Check your understanding:
1. Please quote the Portuguese Water Dog weight guide word for word, starting with "Most look close" and going on through "about 18-24 months.".
2. Answer these questions from the Portuguese Water Dog weight guide:
(a) What height range does the official standard give for males?
(b) By what age do most Portuguese Water Dogs look close to adult size?
(c) How often does the suggested rhythm call for check-ins before 16 weeks?
3. Summarize the Portuguese Water Dog weight guide in two sentences.

(Selected excerpt)

Medium breed

Portuguese Water Dog Weight Chart & Growth Guide

Updated weekly

Portuguese Water Dogs grow into sturdy, athletic companions with coat and muscle that can hide body-condition changes. This guide reads the chart through working-dog energy, swimming and recovery, grooming rhythm, meal control, and the difference between healthy muscle and extra padding.

A Portuguese Water Dog should feel sturdy and athletic under the coat, not soft or hidden by curls.

Portuguese Water Dog puppy breed detail hero image

Life Span

Adult range

16-27 kg

35.3-59.5 lb

Size class

Medium breed

Matched size chart

Growth pace

Moderate

Typical for this breed size

Check-in cadence

Weekly to monthly

Suggested rhythm

<16 w weekly | 16-32 w biweekly | 32 w+ monthly

Portuguese Water Dog weight quick answers

Use these answers when you need the practical version first. The right Portuguese Water Dog weight is not just the scale number; it is the number plus ribs, waist, muscle, coat, water activity, and recovery.

Males are 42-60 lb; females are 35-50 lb

The official standard lists males at 20-23 inches and 42-60 lb, and females at 17-21 inches and 35-50 lb. A healthy adult should feel sturdy, muscular, and athletic under the coat.

Most look close to adult size by 12-15 months

Many Portuguese Water Dogs have most of their height by the end of the first year, then finish muscle, chest, coat, and working condition through about 18-24 months.

Feel the dog under the curls

Curly or wavy coat can hide extra padding or weight loss. Check ribs, waist, abdomen, shoulder muscle, loin, and tail base by hand, especially before and after grooming.

Swimming changes calories, but not the goal

Hard water play, training, and long active weeks may increase food needs. The goal is still a fit water-working dog with stamina and a findable waist, not a soft body hidden by coat.

Portuguese Water Dog Weight Chart by Age

Portuguese Water Dog puppies grow into sturdy, muscular, medium-sized working dogs with enough strength and stamina for water work. The healthiest trend is steady gain without losing rib feel, waist shape, comfortable movement, or normal recovery after activity.

Use this chart as owner planning context, not a diagnosis. The official adult ranges are 42-60 lb for males and 35-50 lb for females, but sex, height, frame, family line, coat, swimming, training rewards, body condition, health history, and veterinary guidance decide the healthy target for an individual dog.

(End Selected excerpt)
(Available data)

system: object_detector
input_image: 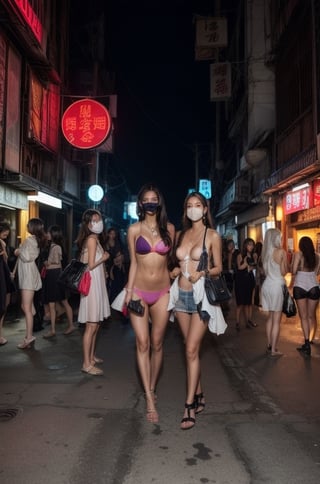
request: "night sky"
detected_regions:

(End Available data)
(Available data)

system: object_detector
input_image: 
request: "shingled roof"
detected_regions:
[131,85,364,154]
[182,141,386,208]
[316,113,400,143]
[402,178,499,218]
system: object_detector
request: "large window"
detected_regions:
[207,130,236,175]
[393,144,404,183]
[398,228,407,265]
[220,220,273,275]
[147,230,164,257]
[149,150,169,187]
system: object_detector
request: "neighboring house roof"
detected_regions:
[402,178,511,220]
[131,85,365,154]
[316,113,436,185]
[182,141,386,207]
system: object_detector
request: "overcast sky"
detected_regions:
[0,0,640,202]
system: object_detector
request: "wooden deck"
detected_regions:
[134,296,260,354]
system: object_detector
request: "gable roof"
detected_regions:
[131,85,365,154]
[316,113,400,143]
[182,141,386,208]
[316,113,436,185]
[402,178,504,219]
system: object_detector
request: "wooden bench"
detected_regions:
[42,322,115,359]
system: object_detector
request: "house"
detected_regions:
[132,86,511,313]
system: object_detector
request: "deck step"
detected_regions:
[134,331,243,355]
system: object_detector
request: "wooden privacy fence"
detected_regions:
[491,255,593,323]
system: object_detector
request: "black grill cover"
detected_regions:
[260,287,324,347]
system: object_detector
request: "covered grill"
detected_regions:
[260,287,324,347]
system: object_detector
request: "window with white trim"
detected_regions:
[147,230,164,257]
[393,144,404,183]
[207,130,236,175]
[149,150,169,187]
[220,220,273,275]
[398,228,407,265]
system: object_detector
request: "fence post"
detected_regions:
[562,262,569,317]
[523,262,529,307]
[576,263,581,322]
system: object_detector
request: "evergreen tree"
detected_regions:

(End Available data)

Replies:
1.
Most look close to adult size by 12-15 months

Many Portuguese Water Dogs have most of their height by the end of the first year, then finish muscle, chest, coat, and working condition through about 18-24 months.

2.
(a) 20-23 inches
(b) 12-15 months
(c) Weekly

3. The Portuguese Water Dog weight guide gives official adult ranges of 42-60 lb for males and 35-50 lb for females, and it notes that most dogs look close to adult size by 12-15 months and then finish muscle, coat, and working condition through about 18-24 months. It advises owners to judge weight by feeling ribs, waist, and muscle under the curly or wavy coat, notes that swimming and training may increase food needs, and presents the chart as planning context rather than a diagnosis.